Start of TEXT EXCERPT

Copperhead Snake Bites Are Increasing—5 Ways to Protect Yourself
Here's how you can reduce your chances of a run-in with the venomous reptile.
No one likes the idea of having a run-in with a venomous snake like a copperhead, whether it's on their property or out in nature. But thanks to higher-than-average temperatures, these reptiles have become active earlier in the year than usual, bringing an increase in sightings and bite incidents along with it.
"Copperhead snakes are common in many outdoor environments, particularly in the southern and eastern U.S.," Gene Caballero, co-founder of lawn services company GreenPal, tells Best Life. "But understand that they are an integral part of the ecosystem and usually aren't interested in confronting humans unless they feel threatened."
Fortunately, you can still keep yourself safe even if you happen to live in their habitat by following a few tips. Read on to learn ways to protect yourself from copperhead snakes, according to experts.
Look carefully before sitting down or reaching for items while hiking or in your yard.
One of the trickiest parts about avoiding copperheads is that they're naturally camouflaged and can be hard to spot. But according to experts, anyone who lives in their habitat should always keep their eyes peeled when working outdoors or enjoying nature.
"When hiking or walking the dog, be sure to check under any log, rock pile, or other fallen debris before approaching or sitting down," Roger Dickens, wildlife technical services manager at Ehrlich Pest Control, tells Best Life. "Bites often occur when a human hand is mistaken for a prey species or the snake feels threatened."
Wear protective clothing while gardening or exploring nature.
Sometimes, even staying alert isn't enough to keep you away from all snake encounters. That's why putting on the right gear can be essential to keeping yourself safe.
"If you know you'll be outside, especially in a snake-prone area, no matter what you're doing, you should wear long sleeves, long pants, thick socks, and boots," says Ben McInerney, founder of Home Garden Guides. "It might not seem necessary at the time, but this clothing will act as essential protection against snake bites!"
Covering up your extremities can help stave off any serious damage. "Copperheads are pit vipers with relatively short fangs," says Caballero. "Wearing robust clothing can prevent them from reaching your skin."
Don't reach blindly into dense brush.
One of the most common rules for avoiding snake bites is to look carefully before you step or reach into any area where they might be hiding. This is especially true for anyone doing yardwork or trekking through thick brush.
"When working in dense foliage or areas where visibility is low, use long tools like a hoe or a stick to probe the area before proceeding," says Caballero. "This reduces the chance of accidentally stepping on a copperhead and provoking an attack."
Don't make your property inviting for copperheads.
Experts have noted that copperheads have shown an impressive ability to cope with human encroachment on their territory in recent years. So if you're trying to keep your property from becoming a popular hangout for the reptiles, it's best to stay on top of yard work and keep things tidy overall.
"Snakes love to hide in tall grass, underbrush, mounds of leaves, and other debris like wood or stone piles, so it's best to avoid these types of areas altogether," says McInerney. "If it's inevitable, then make sure to tread carefully and slowly or use a tool to reach where you can't see."
For more snake advice delivered straight to your inbox, sign up for our daily newsletter.
Don't try to kill or capture copperheads.
Even though they have a fearsome reputation, copperheads are still a naturally shy and non-aggressive species. That means barring any accidents or surprises, keeping your distance from them should be more than enough to keep you safe.
"If you see a copperhead, leave it alone," says Dickens. "Do not try to push it away, catch it, or disturb it. They are very fast and can strike without warning."
If you're still concerned that too many are hanging out, don't try to solve the problem yourself. Instead, Dickens suggests calling in a professional to relocate the animals in a way that's safe both for humans and the snakes involved.

End of TEXT EXCERPT

* CHECK YOUR UNDERSTANDING *
A. Answer these questions using the copperhead article:
(i) What company did Gene Caballero co-found?
(ii) What clothing does Ben McInerney say to wear outside in a snake-prone area?
(iii) Whom does Dickens suggest calling to relocate the animals?
B. Write out the copperhead article's passage from "No one likes" to "along with it.".

Start of EXTRACTED INFORMATION

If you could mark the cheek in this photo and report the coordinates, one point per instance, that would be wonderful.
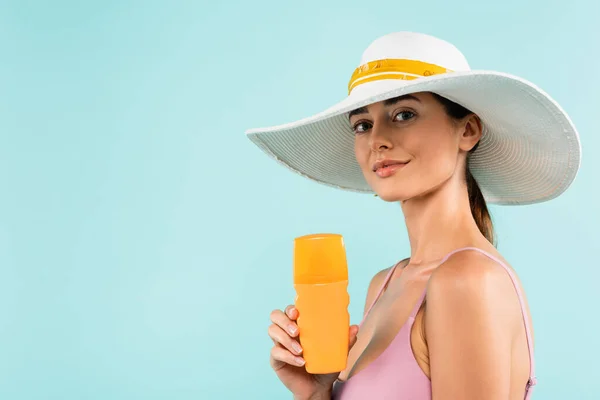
(361, 152)
(437, 153)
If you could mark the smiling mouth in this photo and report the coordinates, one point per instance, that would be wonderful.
(388, 169)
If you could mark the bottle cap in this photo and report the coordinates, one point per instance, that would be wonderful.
(320, 258)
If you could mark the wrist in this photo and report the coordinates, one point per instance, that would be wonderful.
(324, 395)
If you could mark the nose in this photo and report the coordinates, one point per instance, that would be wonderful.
(380, 138)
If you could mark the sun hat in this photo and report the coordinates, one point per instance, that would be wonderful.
(529, 152)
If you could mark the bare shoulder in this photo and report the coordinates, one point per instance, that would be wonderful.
(376, 283)
(472, 280)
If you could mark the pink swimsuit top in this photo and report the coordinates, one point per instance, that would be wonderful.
(395, 373)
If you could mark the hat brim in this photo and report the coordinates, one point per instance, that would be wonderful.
(529, 152)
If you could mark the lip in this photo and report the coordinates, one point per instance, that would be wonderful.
(385, 168)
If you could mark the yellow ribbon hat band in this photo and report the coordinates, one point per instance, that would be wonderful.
(393, 69)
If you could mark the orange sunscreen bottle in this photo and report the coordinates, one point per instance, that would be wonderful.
(321, 283)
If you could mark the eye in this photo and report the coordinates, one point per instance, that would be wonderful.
(404, 115)
(361, 127)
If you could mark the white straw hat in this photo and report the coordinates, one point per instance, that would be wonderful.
(529, 151)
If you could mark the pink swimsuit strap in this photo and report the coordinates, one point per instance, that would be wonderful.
(532, 378)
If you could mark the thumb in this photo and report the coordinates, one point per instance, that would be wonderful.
(352, 335)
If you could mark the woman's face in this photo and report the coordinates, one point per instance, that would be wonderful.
(409, 146)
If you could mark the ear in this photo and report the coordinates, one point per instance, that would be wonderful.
(471, 132)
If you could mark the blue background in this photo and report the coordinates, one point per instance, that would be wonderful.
(144, 240)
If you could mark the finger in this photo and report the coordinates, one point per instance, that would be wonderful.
(352, 335)
(281, 337)
(280, 357)
(292, 312)
(279, 318)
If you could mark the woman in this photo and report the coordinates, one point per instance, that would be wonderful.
(421, 129)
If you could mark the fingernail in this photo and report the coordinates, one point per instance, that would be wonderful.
(297, 347)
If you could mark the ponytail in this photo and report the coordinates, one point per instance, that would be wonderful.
(477, 202)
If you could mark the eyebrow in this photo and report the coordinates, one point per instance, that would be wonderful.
(388, 102)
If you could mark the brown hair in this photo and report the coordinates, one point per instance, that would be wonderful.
(479, 208)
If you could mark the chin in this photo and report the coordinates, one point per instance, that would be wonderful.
(391, 195)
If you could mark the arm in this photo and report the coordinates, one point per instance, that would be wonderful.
(470, 322)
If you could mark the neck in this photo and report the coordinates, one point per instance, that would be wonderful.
(440, 222)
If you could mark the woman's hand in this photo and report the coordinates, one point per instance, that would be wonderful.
(288, 363)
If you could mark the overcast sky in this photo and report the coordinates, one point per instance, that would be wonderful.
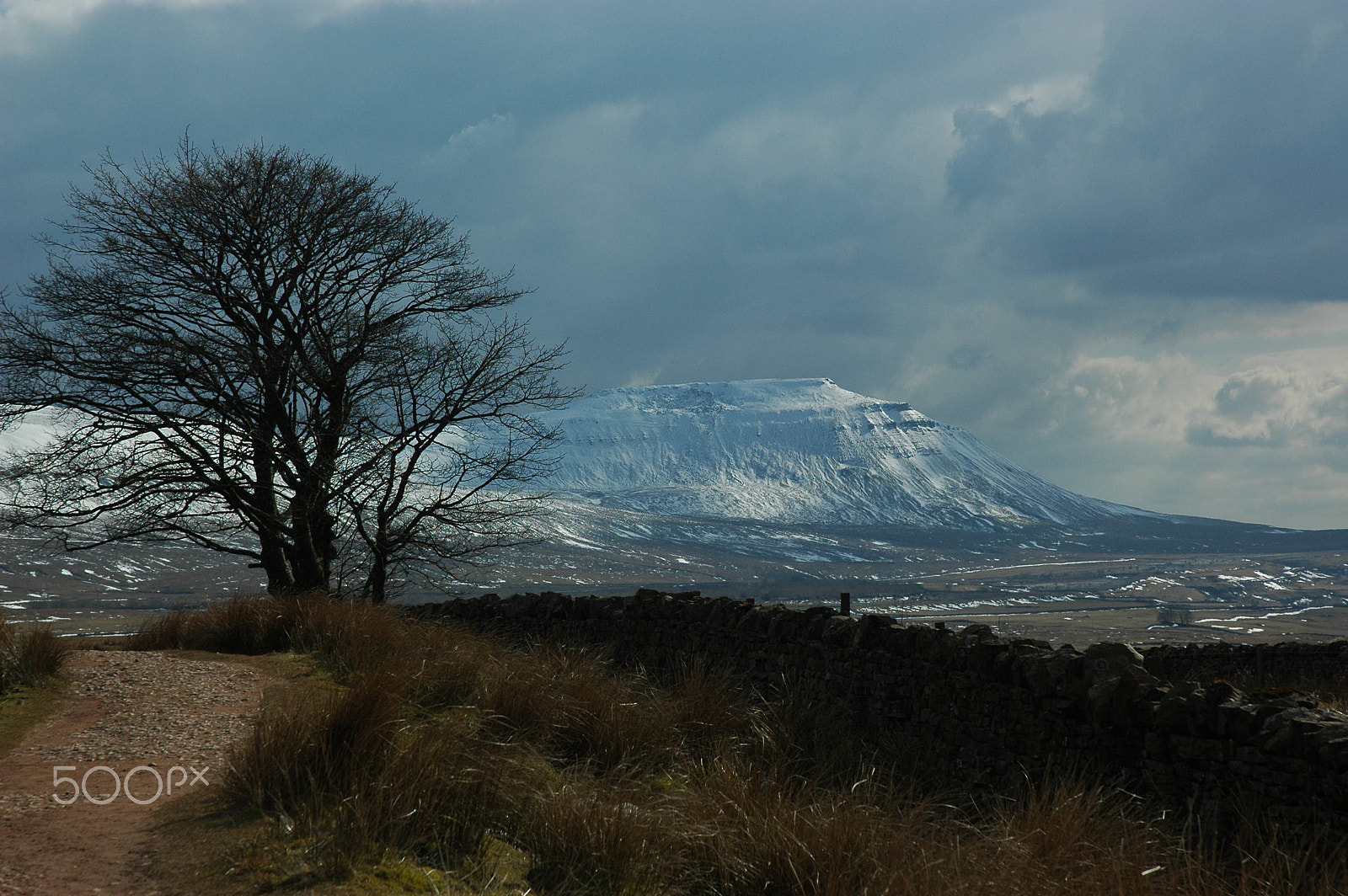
(1109, 239)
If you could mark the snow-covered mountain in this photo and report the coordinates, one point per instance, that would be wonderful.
(797, 451)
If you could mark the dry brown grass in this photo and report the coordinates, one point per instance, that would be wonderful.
(29, 653)
(442, 743)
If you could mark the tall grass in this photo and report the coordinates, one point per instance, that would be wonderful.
(29, 653)
(444, 741)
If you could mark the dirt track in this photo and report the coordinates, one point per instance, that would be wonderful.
(123, 711)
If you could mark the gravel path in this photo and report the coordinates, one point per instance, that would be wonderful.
(125, 711)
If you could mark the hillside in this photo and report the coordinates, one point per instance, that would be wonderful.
(799, 451)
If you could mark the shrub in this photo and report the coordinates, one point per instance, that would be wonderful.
(30, 653)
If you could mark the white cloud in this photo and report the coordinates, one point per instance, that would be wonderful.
(1276, 408)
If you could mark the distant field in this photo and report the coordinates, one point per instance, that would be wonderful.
(1056, 592)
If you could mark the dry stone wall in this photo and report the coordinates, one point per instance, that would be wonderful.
(995, 711)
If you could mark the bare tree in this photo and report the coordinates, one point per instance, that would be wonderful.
(270, 356)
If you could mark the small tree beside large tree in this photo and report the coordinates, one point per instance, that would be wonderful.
(270, 356)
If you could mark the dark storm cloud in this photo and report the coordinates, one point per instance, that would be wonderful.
(1206, 158)
(1002, 212)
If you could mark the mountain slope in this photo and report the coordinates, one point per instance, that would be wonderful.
(797, 451)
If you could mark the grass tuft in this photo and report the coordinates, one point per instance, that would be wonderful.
(440, 748)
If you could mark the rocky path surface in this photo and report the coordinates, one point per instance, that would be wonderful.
(134, 727)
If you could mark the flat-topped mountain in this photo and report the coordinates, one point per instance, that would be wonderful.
(799, 451)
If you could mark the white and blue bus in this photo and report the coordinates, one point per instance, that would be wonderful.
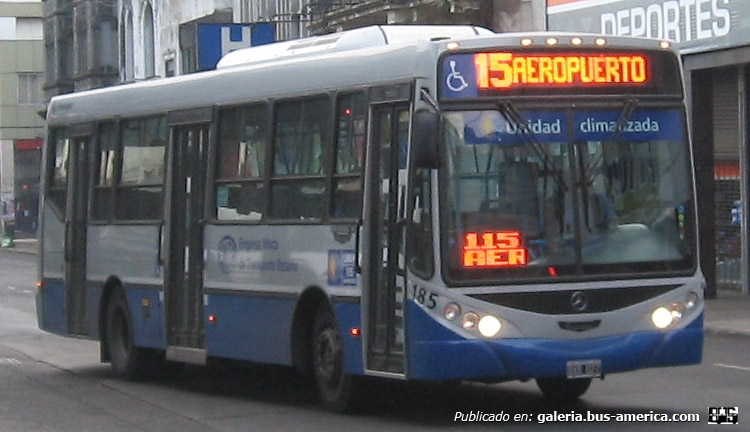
(429, 203)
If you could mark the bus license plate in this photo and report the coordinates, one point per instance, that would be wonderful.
(584, 369)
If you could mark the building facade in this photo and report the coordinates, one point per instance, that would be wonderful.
(714, 39)
(21, 99)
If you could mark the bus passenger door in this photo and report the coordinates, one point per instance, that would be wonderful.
(76, 220)
(182, 237)
(384, 269)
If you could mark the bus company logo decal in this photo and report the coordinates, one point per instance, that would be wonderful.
(227, 256)
(579, 301)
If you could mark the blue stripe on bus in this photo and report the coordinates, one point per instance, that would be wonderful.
(435, 352)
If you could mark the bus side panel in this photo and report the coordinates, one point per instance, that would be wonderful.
(50, 306)
(50, 298)
(348, 315)
(250, 327)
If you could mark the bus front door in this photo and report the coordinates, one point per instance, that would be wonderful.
(75, 231)
(182, 242)
(385, 276)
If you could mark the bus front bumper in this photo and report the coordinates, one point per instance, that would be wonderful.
(448, 356)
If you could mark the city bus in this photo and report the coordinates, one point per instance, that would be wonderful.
(433, 203)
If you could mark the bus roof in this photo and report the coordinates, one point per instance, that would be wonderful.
(369, 56)
(365, 37)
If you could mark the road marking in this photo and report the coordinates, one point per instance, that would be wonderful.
(742, 368)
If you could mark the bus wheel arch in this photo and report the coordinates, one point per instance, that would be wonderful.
(302, 327)
(110, 286)
(117, 338)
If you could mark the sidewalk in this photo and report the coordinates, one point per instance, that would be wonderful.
(728, 314)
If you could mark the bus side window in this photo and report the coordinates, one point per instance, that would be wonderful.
(139, 193)
(301, 133)
(104, 175)
(57, 184)
(349, 154)
(243, 142)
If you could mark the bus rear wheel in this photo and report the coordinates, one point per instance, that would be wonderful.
(561, 389)
(127, 360)
(334, 385)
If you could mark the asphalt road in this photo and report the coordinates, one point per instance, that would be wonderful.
(51, 383)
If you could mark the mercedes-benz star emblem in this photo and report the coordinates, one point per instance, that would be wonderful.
(579, 301)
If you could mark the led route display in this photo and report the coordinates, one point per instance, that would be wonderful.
(503, 69)
(529, 72)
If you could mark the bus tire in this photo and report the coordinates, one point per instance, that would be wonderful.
(334, 385)
(127, 360)
(560, 389)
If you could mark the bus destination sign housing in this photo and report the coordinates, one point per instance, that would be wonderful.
(531, 72)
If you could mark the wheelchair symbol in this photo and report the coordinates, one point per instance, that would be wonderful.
(455, 80)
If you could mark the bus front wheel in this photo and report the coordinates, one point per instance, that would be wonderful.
(333, 383)
(561, 389)
(127, 360)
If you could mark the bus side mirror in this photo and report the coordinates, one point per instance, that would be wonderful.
(424, 139)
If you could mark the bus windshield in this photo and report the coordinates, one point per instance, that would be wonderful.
(566, 192)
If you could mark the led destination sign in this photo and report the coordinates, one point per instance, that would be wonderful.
(547, 73)
(502, 70)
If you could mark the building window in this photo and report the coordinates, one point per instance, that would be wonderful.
(30, 88)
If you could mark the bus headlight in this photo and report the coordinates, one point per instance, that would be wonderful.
(489, 326)
(661, 317)
(470, 321)
(451, 311)
(692, 300)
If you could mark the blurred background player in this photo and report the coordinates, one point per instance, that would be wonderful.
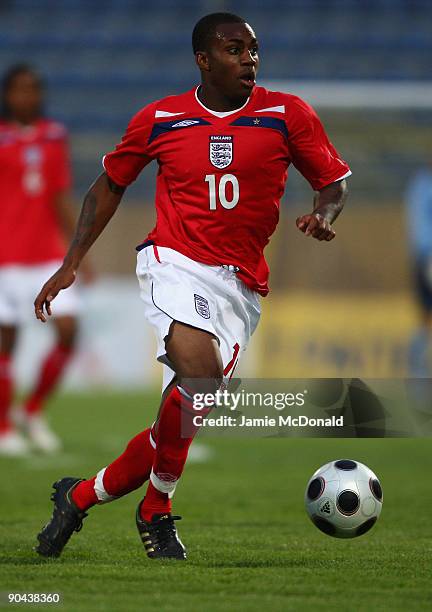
(419, 223)
(36, 217)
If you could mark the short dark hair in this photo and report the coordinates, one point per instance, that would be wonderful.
(8, 78)
(206, 28)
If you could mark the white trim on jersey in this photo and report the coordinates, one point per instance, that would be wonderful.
(346, 175)
(167, 114)
(221, 115)
(272, 109)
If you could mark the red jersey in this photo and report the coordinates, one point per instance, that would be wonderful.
(34, 167)
(222, 175)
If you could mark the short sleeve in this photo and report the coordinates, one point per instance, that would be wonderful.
(312, 153)
(130, 156)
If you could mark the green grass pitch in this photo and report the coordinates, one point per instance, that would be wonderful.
(250, 543)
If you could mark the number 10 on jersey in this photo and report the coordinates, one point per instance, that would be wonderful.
(220, 190)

End of EXTRACTED INFORMATION

* SOLVED PROBLEMS *
A.
(i) GreenPal
(ii) Long sleeves, long pants, thick socks, and boots
(iii) A professional

B.
No one likes the idea of having a run-in with a venomous snake like a copperhead, whether it's on their property or out in nature. But thanks to higher-than-average temperatures, these reptiles have become active earlier in the year than usual, bringing an increase in sightings and bite incidents along with it.